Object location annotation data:
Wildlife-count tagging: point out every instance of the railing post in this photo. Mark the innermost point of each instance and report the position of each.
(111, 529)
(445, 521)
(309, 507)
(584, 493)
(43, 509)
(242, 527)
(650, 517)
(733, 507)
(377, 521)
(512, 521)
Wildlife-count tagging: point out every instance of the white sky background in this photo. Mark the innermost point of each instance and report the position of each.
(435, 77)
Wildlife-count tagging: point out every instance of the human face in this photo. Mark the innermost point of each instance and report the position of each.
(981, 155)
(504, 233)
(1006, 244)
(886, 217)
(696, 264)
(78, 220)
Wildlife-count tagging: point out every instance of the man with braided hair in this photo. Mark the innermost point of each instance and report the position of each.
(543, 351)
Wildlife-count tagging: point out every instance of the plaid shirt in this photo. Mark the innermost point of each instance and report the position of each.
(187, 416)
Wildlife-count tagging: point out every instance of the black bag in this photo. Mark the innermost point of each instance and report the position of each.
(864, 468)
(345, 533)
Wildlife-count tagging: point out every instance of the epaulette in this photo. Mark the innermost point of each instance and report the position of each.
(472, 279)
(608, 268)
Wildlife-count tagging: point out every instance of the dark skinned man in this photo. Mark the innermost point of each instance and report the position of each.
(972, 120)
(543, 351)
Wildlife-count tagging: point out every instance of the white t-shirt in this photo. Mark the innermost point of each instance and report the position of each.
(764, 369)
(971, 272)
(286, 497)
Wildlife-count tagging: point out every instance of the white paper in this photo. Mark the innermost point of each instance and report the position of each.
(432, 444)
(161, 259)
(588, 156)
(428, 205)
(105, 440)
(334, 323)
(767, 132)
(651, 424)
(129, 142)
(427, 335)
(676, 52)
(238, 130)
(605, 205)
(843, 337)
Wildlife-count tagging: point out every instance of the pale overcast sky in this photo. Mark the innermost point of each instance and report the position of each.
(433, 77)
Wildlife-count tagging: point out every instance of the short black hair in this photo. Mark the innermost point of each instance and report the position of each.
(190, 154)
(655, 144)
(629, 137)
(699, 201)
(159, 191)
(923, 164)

Exercise
From the records above, extract each line exactly as shown.

Reply to the task
Wildlife-count tagging: point out every instance of the railing post in this photo. Mark the innermost point of each instance and report the position of each.
(111, 529)
(445, 521)
(309, 507)
(584, 493)
(43, 509)
(242, 527)
(650, 517)
(733, 507)
(377, 521)
(512, 521)
Wildlife-count tagging: point out every instance of the white sky background in this photo. Mark the innermost point of each instance and report the position of each.
(435, 77)
Wildlife-count tagging: point out every instance of the human face in this photo. Mark the innermost point of each instance and report the position of each.
(981, 155)
(504, 233)
(1006, 244)
(886, 217)
(696, 264)
(78, 220)
Wildlife-count tagging: point out every instance of the man with braided hair in this photo. Mark the innermost point of each instance and report the position of each.
(543, 351)
Wildlife-count tagging: point out every instance of the plaid shirt in this photo. Mark the innermost point of each instance and report the position of each.
(187, 416)
Wildlife-count tagging: point out every instance of the black bag in this photo. Mark the innermost point of each instance and report the position of each.
(864, 468)
(345, 533)
Wildlife-count tagging: point out every instance of the epaulette in this photo. Mark the innermost point of each instance and report the position of each.
(472, 279)
(608, 268)
Wildlife-count tagging: point out every instance of the dark skinned man in this photo. Mark the innermost point of each instance and report the position of each.
(972, 120)
(543, 351)
Wildlife-count tagging: point out every instance of the white t-shirt in this photo. Mark the innermost point of each instance and report the position of each.
(764, 369)
(971, 272)
(286, 497)
Wildlife-count tagging: point out every instance of the white paper in this photo. Mark the innermost point of each instance and report the position of each.
(432, 444)
(161, 259)
(588, 156)
(428, 205)
(105, 440)
(334, 323)
(767, 132)
(651, 424)
(129, 142)
(427, 335)
(676, 52)
(238, 130)
(605, 205)
(843, 337)
Wildlife-count tagging: point out every instance of the pale overcast sky in this photo. Mark the innermost point of each instance and report the position of each.
(433, 77)
Wildlife-count tagging: point out every instance of the short black hair in this photo. Mark the innermost point of each instance and report the position of each.
(190, 154)
(655, 144)
(629, 137)
(699, 201)
(159, 191)
(923, 164)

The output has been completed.